Stated exercise: Count the lines in the items below that contain the string "ceiling", with uppercase and lowercase letters treated as different. Reply with the number alone.

───

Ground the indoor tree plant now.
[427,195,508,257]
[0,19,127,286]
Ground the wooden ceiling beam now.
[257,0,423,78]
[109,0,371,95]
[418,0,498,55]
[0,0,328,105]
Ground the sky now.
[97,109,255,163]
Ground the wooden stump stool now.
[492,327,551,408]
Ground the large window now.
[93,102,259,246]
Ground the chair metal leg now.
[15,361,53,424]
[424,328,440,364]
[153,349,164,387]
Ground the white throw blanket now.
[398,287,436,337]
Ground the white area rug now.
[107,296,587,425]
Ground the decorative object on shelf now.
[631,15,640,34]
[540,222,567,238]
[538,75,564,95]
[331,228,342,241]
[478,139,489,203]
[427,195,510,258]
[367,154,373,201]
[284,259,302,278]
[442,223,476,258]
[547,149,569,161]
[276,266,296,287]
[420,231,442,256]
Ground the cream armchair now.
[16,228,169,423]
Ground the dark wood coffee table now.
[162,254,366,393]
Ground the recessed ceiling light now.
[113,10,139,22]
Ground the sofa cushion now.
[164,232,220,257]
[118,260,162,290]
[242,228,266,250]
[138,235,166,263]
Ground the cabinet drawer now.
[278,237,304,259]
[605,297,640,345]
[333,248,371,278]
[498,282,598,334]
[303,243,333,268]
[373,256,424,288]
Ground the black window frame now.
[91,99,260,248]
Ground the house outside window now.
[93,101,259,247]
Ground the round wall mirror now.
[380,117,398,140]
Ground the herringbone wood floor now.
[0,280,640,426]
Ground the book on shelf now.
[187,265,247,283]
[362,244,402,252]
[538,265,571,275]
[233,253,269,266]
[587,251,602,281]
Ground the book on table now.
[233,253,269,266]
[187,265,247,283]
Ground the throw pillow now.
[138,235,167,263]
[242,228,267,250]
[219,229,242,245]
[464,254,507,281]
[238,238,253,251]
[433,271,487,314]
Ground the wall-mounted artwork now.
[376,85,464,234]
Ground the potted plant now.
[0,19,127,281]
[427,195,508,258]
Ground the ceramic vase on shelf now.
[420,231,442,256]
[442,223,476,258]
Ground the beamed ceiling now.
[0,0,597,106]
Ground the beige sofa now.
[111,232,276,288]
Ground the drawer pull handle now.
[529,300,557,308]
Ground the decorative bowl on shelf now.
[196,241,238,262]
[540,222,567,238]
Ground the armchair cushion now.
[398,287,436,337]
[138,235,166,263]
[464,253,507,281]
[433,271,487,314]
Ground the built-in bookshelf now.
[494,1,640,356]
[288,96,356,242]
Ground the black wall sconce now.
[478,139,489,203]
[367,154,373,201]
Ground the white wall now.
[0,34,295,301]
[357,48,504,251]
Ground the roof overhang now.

───

Answer to the exercise: 3